» Exercise task
Transcribe, character for character, every line from the one containing "Phrase: large green tree" through the last line, including both ends.

» Entries
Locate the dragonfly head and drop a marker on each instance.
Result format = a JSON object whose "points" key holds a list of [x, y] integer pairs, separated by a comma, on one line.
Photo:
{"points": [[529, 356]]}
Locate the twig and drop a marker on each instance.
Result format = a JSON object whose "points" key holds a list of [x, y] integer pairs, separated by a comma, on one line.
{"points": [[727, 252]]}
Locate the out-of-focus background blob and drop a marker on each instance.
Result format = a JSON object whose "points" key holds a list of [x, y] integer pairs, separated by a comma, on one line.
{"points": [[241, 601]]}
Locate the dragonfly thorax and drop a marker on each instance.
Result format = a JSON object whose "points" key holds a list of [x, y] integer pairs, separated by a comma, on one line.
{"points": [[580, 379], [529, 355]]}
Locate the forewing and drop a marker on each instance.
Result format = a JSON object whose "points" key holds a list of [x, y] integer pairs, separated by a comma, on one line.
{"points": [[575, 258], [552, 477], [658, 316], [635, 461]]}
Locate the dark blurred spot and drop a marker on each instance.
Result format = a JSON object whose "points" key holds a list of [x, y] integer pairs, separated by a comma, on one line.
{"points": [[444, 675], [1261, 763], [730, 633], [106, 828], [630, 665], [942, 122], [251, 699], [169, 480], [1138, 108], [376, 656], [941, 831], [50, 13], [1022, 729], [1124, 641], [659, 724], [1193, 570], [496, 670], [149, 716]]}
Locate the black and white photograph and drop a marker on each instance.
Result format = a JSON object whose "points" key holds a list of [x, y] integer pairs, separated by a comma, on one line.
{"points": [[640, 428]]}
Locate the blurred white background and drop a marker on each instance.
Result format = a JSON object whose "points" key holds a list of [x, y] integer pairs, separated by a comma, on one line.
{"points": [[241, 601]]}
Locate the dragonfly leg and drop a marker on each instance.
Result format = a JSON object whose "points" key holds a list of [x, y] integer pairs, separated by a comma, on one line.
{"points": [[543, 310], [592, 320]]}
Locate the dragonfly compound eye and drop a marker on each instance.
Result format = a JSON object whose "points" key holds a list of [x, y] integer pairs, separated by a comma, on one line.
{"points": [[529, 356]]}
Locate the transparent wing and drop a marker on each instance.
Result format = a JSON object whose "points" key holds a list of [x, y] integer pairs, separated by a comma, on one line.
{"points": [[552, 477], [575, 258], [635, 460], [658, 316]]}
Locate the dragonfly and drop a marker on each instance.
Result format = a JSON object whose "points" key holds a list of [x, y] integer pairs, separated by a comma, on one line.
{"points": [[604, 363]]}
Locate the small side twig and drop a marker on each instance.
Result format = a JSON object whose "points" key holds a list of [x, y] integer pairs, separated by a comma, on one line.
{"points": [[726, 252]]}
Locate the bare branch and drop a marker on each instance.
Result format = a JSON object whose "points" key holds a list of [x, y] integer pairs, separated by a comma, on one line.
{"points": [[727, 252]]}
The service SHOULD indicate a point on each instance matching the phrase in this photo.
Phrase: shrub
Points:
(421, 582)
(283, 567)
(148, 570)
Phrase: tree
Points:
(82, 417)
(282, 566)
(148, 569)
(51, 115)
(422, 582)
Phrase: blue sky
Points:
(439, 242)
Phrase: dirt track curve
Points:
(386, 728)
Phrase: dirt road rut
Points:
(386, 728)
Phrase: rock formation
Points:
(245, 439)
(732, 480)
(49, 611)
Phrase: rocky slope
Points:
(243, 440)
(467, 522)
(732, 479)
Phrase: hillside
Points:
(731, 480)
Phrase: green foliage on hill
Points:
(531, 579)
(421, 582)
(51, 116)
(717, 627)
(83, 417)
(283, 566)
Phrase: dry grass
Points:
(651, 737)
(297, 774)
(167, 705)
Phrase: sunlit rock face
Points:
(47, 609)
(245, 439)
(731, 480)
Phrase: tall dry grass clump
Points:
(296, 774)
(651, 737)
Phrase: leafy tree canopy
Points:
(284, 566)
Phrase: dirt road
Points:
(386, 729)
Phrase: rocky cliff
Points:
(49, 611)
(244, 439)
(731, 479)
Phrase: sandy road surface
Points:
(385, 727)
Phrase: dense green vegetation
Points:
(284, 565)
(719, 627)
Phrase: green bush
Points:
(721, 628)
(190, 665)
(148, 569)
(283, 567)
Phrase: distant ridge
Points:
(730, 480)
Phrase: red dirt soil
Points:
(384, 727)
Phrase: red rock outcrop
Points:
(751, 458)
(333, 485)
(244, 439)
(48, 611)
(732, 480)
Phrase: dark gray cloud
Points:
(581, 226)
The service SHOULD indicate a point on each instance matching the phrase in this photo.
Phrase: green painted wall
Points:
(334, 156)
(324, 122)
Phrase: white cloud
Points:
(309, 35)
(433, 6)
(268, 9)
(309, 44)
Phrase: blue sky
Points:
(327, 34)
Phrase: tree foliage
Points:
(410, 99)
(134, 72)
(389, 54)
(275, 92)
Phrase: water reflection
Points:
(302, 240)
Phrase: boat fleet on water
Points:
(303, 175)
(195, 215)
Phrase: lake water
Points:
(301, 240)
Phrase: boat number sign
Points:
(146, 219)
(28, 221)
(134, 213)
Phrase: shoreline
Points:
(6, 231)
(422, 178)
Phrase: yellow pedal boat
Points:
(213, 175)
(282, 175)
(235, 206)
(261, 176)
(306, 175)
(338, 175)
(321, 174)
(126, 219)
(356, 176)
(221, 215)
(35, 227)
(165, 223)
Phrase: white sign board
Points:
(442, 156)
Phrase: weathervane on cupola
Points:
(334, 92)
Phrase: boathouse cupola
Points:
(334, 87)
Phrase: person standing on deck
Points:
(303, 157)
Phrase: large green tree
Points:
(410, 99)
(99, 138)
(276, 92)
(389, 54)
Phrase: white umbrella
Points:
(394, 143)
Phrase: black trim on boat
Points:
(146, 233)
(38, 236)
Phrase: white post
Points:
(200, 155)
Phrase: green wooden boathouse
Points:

» Exercise response
Phrase: large green tree
Points:
(410, 99)
(99, 138)
(276, 92)
(389, 54)
Phrase: white umbrella
Points:
(394, 143)
Phrase: black trim on boat
Points:
(146, 233)
(38, 236)
Phrase: white post
Points:
(200, 155)
Phrase: green wooden boathouse
Points:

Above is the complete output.